_Stated problem_
Copy the lines below word for word, starting at the first one and ending with the line that contains "top-left (0, 349), bottom-right (1024, 576)", both included.

_The input_
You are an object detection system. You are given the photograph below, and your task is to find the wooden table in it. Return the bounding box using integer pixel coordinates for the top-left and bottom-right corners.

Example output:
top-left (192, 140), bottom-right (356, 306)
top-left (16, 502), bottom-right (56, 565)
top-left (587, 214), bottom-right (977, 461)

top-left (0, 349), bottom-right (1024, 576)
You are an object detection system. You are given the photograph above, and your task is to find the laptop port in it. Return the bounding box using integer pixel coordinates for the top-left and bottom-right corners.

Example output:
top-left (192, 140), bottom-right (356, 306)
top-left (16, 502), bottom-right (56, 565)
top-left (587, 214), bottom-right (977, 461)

_Completed exercise_
You are an object detection system. You are given the photograph below, and your task is to find the wooden table in it. Return the bounding box using integer pixel coordinates for the top-left and bottom-right corners.

Example output:
top-left (192, 140), bottom-right (356, 306)
top-left (16, 502), bottom-right (56, 565)
top-left (587, 214), bottom-right (977, 461)

top-left (0, 349), bottom-right (1024, 576)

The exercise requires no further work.